Point labeling dataset excerpts:

══════

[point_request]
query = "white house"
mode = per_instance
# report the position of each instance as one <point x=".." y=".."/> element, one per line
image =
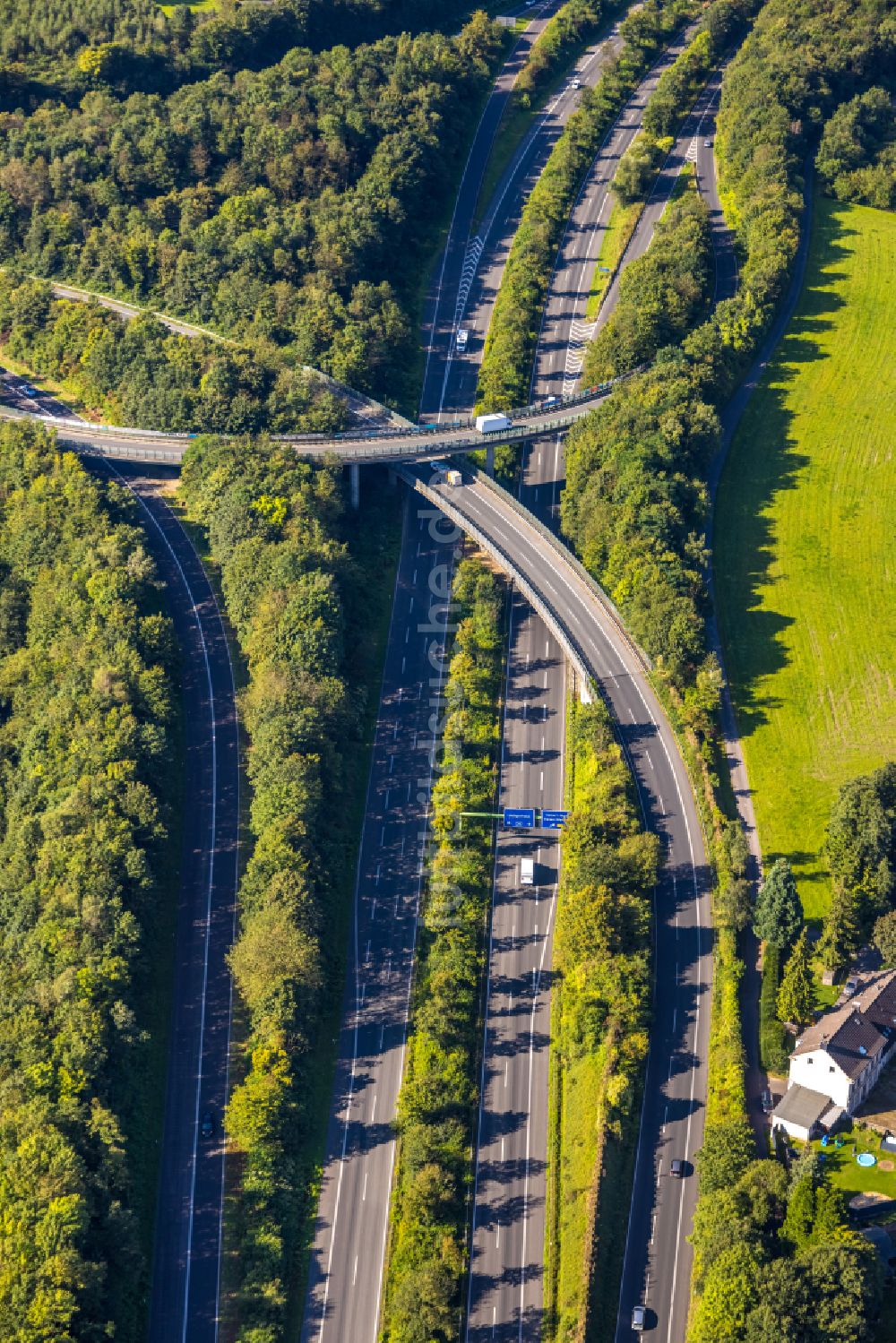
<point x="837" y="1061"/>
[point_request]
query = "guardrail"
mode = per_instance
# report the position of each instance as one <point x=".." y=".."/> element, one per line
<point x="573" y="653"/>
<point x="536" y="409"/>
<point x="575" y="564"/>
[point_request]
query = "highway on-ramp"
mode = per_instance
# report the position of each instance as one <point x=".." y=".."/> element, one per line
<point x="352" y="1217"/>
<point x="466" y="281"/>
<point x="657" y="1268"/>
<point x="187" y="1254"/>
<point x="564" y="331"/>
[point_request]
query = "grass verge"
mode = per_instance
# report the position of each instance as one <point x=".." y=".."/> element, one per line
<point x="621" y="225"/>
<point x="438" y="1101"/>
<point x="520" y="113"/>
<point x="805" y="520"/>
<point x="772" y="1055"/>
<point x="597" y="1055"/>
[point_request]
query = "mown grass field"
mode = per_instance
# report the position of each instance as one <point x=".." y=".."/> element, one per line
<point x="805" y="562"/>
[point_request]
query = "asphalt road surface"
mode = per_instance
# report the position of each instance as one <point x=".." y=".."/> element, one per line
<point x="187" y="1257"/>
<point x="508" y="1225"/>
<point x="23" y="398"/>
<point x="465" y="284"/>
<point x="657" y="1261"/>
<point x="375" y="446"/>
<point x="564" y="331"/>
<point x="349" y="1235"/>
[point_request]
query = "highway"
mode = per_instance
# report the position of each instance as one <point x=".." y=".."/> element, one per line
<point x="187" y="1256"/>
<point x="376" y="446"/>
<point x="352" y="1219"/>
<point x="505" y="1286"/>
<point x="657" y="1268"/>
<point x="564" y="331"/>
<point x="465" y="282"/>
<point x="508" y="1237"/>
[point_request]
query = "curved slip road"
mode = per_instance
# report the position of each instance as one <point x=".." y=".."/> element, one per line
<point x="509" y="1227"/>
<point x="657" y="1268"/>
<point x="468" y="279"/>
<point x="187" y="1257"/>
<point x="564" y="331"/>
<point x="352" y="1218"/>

══════

▶ [Exercise]:
Find each line in the items above that contains the string "query" and copy those lines out in full.

▶ [Task solution]:
query = "white house"
query = "guardrail"
query = "highway on-ramp"
query = "grass verge"
query = "mown grass field"
query = "asphalt road surface"
query = "highway"
query = "curved slip road"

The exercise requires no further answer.